(begin)

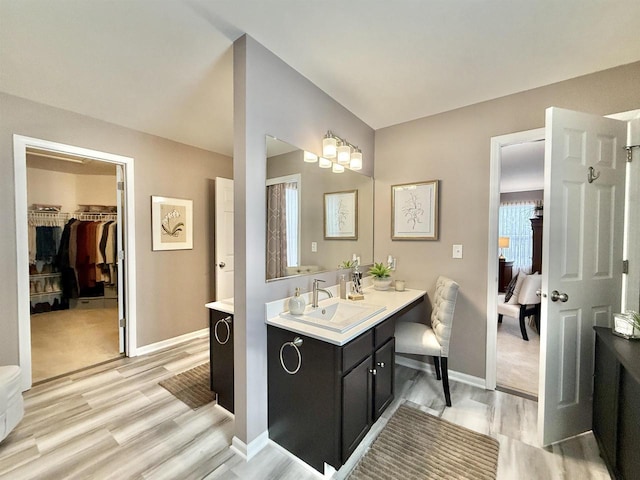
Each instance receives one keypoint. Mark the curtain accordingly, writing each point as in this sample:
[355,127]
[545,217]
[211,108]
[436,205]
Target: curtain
[515,223]
[291,200]
[276,231]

(end)

• _Short problem_
Reproduce the whole listing above word for word, but not its pictures.

• _The output_
Each instance receives one keypoint. Mark the curtain accordingly, writing each point as in this sample:
[355,127]
[545,217]
[211,108]
[436,205]
Target: curtain
[515,223]
[291,200]
[276,231]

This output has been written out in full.